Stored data
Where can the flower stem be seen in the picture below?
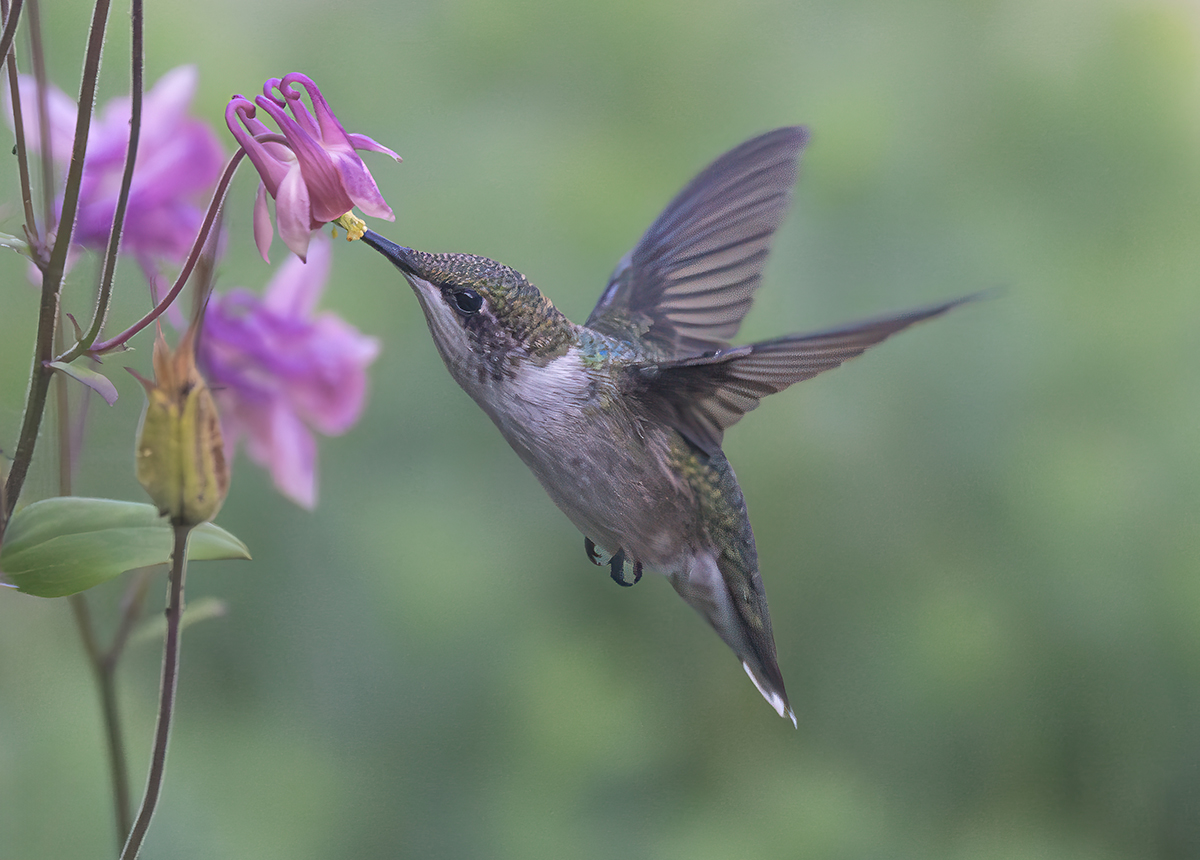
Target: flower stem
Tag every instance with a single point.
(37, 60)
(18, 124)
(10, 26)
(166, 695)
(105, 671)
(210, 217)
(123, 197)
(53, 272)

### Try it
Please copy the data above exactly; the pictures do not belong in the copy.

### Task answer
Where can the flower stem be seen in the picture below?
Target: flower stem
Tag every instance with a single point.
(37, 60)
(18, 124)
(10, 26)
(166, 695)
(105, 671)
(210, 217)
(123, 197)
(53, 272)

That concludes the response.